(Segmentation annotation items)
— Begin —
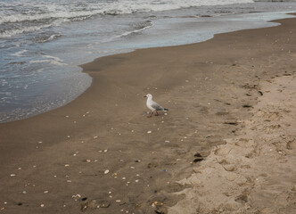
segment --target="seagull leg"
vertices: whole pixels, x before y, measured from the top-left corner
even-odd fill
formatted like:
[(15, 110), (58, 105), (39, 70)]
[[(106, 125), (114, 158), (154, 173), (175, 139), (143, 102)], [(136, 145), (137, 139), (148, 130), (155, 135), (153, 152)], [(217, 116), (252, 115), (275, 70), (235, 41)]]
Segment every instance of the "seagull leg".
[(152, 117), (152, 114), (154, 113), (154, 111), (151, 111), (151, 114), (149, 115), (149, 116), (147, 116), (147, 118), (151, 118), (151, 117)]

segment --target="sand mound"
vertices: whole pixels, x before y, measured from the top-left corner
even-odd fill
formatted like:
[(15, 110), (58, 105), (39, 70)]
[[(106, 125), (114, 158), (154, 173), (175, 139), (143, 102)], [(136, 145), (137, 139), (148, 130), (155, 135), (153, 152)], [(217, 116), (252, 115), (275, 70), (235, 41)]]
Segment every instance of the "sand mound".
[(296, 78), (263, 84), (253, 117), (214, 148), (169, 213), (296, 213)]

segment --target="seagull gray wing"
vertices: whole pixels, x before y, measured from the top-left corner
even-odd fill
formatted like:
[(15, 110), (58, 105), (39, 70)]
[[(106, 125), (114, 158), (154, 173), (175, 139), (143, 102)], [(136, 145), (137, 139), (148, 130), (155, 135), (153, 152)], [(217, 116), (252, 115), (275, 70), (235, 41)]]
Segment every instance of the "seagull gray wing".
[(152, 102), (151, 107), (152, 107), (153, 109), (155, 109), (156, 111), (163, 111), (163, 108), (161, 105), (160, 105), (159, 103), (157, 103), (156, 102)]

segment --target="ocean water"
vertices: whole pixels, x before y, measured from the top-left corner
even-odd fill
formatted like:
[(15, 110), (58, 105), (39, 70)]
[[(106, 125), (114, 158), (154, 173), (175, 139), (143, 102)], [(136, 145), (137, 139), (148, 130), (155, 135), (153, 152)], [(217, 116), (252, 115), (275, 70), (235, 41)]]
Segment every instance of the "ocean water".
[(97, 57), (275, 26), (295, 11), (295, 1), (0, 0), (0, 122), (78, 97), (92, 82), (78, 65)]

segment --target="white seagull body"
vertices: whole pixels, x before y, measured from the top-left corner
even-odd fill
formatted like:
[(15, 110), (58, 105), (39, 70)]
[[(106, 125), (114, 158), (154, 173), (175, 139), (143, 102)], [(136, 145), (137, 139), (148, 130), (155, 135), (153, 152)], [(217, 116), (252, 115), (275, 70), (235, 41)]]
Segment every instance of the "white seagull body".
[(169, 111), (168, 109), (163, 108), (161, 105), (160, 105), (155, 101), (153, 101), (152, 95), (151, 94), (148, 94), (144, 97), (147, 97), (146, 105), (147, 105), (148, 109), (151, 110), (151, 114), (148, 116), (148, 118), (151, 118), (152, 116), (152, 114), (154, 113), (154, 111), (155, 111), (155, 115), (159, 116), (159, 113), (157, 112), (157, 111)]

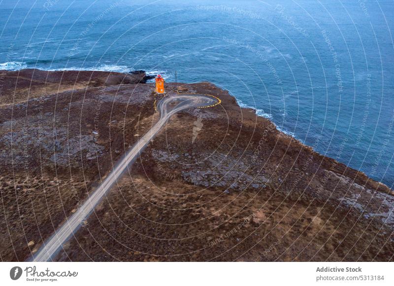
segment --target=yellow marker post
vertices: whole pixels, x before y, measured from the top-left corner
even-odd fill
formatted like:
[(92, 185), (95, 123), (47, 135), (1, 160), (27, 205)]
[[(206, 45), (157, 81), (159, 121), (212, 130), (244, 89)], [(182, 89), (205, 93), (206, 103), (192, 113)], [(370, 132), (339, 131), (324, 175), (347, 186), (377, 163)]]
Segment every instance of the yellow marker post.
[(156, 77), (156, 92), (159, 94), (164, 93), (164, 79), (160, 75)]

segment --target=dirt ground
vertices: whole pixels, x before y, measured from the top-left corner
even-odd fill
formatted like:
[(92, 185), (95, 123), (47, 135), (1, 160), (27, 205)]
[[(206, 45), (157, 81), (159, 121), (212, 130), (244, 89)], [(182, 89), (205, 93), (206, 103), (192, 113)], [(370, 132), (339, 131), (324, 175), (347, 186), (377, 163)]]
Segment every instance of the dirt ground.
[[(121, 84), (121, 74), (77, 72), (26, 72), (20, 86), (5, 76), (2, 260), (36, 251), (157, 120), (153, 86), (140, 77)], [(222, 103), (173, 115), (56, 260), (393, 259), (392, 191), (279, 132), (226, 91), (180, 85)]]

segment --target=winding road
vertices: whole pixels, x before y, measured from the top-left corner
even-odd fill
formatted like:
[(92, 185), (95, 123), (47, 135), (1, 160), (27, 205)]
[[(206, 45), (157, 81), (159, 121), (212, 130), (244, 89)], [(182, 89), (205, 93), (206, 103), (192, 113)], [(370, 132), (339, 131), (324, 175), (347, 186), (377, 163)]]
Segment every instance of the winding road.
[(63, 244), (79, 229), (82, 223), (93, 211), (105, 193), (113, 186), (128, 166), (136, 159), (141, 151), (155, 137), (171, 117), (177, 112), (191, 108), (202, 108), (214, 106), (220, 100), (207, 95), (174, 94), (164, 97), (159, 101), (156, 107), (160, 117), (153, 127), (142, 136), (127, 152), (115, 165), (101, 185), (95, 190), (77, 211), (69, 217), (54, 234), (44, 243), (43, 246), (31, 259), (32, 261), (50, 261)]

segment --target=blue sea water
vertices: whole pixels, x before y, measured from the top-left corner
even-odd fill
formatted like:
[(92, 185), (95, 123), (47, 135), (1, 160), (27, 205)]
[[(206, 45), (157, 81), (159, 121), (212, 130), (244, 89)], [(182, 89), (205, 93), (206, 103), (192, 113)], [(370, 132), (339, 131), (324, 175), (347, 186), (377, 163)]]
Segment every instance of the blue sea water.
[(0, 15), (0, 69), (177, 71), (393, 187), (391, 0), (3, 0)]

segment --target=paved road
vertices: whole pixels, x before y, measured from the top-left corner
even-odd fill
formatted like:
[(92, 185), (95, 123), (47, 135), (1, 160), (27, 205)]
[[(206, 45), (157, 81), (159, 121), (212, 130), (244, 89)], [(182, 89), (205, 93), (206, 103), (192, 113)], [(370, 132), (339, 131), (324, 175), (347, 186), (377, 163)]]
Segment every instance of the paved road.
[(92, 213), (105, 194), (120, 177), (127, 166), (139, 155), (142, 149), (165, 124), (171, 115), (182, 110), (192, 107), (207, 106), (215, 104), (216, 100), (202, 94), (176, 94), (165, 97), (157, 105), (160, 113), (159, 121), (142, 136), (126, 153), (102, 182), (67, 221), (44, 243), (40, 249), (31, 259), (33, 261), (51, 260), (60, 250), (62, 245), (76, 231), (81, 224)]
— End —
_WHAT IS NEEDED_:
Can you output all of the items above word for word, leaving out the pictures?

_COMPLETE ANSWER_:
segment --target="seagull leg"
vertices: whole pixels, x before y, measured from the top-left corner
even-odd fill
formatted like:
[(15, 110), (58, 105), (39, 70)]
[[(106, 125), (114, 158), (154, 173), (175, 139), (143, 102)], [(136, 145), (137, 139), (148, 130), (155, 135), (153, 152)], [(217, 116), (252, 115), (275, 70), (235, 41)]]
Segment every instance of the "seagull leg".
[(152, 117), (152, 114), (154, 113), (154, 111), (151, 111), (151, 114), (149, 115), (149, 116), (147, 116), (147, 118), (151, 118), (151, 117)]

segment --target="sand mound"
vertices: whole pixels, x before y, measured from the top-left corner
even-odd fill
formatted like:
[(15, 110), (58, 105), (39, 70)]
[[(106, 125), (114, 158), (154, 173), (175, 139), (143, 102)], [(136, 145), (137, 139), (148, 130), (155, 135), (153, 152)], [(217, 116), (252, 115), (275, 70), (235, 41)]]
Segment every instance of the "sand mound".
[(296, 78), (263, 84), (253, 117), (214, 148), (169, 213), (296, 213)]

segment --target="seagull gray wing"
vertices: whole pixels, x before y, measured from the top-left corner
even-odd fill
formatted like:
[(15, 110), (58, 105), (39, 70)]
[[(106, 125), (114, 158), (154, 173), (175, 139), (143, 102)], [(136, 145), (137, 139), (148, 130), (155, 135), (153, 152)], [(217, 116), (252, 115), (275, 70), (235, 41)]]
Segment every instance of the "seagull gray wing".
[(152, 102), (151, 107), (152, 107), (153, 109), (155, 109), (156, 111), (163, 111), (163, 108), (161, 105), (160, 105), (159, 103), (157, 103), (156, 102)]

segment --target="ocean water"
vertices: whole pixels, x before y, measured from the top-left corner
even-odd fill
formatted like:
[(15, 110), (58, 105), (39, 70)]
[[(106, 125), (114, 158), (154, 173), (175, 139), (143, 102)], [(136, 145), (137, 139), (148, 130), (155, 135), (153, 152)], [(217, 116), (252, 115), (275, 70), (235, 41)]]
Segment every instance of the "ocean water".
[(97, 57), (275, 26), (295, 11), (295, 1), (0, 0), (0, 122), (78, 97), (92, 82), (78, 65)]

segment --target="white seagull body"
vertices: whole pixels, x before y, measured from the top-left corner
even-odd fill
formatted like:
[(15, 110), (58, 105), (39, 70)]
[[(106, 125), (114, 158), (154, 173), (175, 139), (143, 102)], [(136, 145), (137, 139), (148, 130), (155, 135), (153, 152)], [(217, 116), (252, 115), (275, 70), (235, 41)]]
Segment every instance of the "white seagull body".
[(169, 111), (168, 109), (163, 108), (161, 105), (160, 105), (155, 101), (153, 101), (152, 95), (151, 94), (148, 94), (144, 97), (147, 97), (146, 105), (147, 105), (148, 109), (151, 110), (151, 114), (148, 116), (148, 118), (151, 118), (152, 116), (152, 114), (154, 113), (154, 111), (155, 111), (155, 115), (159, 116), (159, 113), (157, 112), (157, 111)]

segment --target=yellow marker post
vertices: whole pixels, x before y, measured from the top-left corner
even-odd fill
formatted like:
[(92, 185), (95, 123), (47, 135), (1, 160), (27, 205)]
[[(206, 45), (157, 81), (159, 121), (212, 130), (244, 89)], [(182, 89), (205, 93), (206, 103), (192, 113)], [(370, 132), (339, 131), (324, 175), (347, 186), (377, 163)]]
Segment every instance of the yellow marker post.
[(156, 77), (156, 92), (159, 94), (164, 93), (164, 79), (160, 75)]

segment --target=dirt ground
vertices: whole pixels, x before y, measured from the top-left corner
even-odd fill
formatted like:
[(92, 185), (95, 123), (47, 135), (1, 160), (27, 205)]
[[(206, 45), (157, 81), (159, 121), (212, 130), (244, 89)], [(182, 89), (205, 93), (206, 103), (192, 113)], [(370, 132), (339, 131), (324, 175), (347, 186), (377, 163)]]
Segment every instance of the dirt ground.
[[(121, 84), (121, 74), (77, 72), (26, 72), (20, 86), (5, 76), (2, 260), (36, 251), (157, 120), (153, 86), (140, 77)], [(222, 103), (173, 115), (56, 260), (393, 259), (392, 191), (279, 132), (226, 91), (180, 85)]]

segment --target=winding road
vertices: whole pixels, x before y, measured from the top-left corner
even-odd fill
formatted like:
[(92, 185), (95, 123), (47, 135), (1, 160), (27, 205)]
[[(206, 45), (157, 81), (159, 121), (212, 130), (244, 89)], [(182, 89), (205, 93), (206, 103), (192, 113)], [(370, 132), (339, 131), (324, 175), (347, 186), (377, 163)]]
Segment every instance of the winding road.
[(63, 244), (79, 229), (82, 223), (93, 211), (105, 193), (113, 186), (128, 166), (136, 159), (141, 151), (155, 137), (171, 117), (177, 112), (191, 108), (202, 108), (214, 106), (220, 100), (207, 95), (174, 94), (164, 97), (159, 101), (156, 107), (160, 117), (153, 127), (142, 136), (127, 152), (115, 165), (101, 185), (95, 190), (77, 211), (69, 217), (54, 234), (44, 243), (43, 246), (31, 259), (32, 261), (50, 261)]

segment --target=blue sea water
vertices: whole pixels, x before y, measured from the top-left corner
even-odd fill
formatted like:
[(92, 185), (95, 123), (47, 135), (1, 160), (27, 205)]
[[(206, 45), (157, 81), (159, 121), (212, 130), (244, 89)], [(182, 89), (205, 93), (206, 103), (192, 113)], [(370, 132), (339, 131), (324, 175), (347, 186), (377, 163)]]
Segment every instance of the blue sea water.
[(0, 15), (0, 69), (177, 71), (393, 187), (391, 0), (3, 0)]

segment --target=paved road
vertices: whole pixels, x before y, measured from the top-left corner
even-odd fill
formatted like:
[(92, 185), (95, 123), (47, 135), (1, 160), (27, 205)]
[[(206, 45), (157, 81), (159, 121), (212, 130), (244, 89)], [(182, 89), (205, 93), (206, 103), (192, 113)], [(370, 132), (339, 131), (324, 175), (347, 186), (377, 163)]]
Segment every instance of the paved road.
[(92, 213), (105, 194), (120, 177), (127, 166), (139, 155), (142, 149), (165, 124), (171, 115), (182, 110), (192, 107), (207, 106), (215, 104), (216, 100), (202, 94), (176, 94), (165, 97), (157, 105), (160, 113), (159, 121), (142, 136), (126, 153), (102, 182), (67, 221), (44, 243), (40, 249), (31, 259), (33, 261), (51, 260), (60, 250), (62, 245), (76, 231), (81, 224)]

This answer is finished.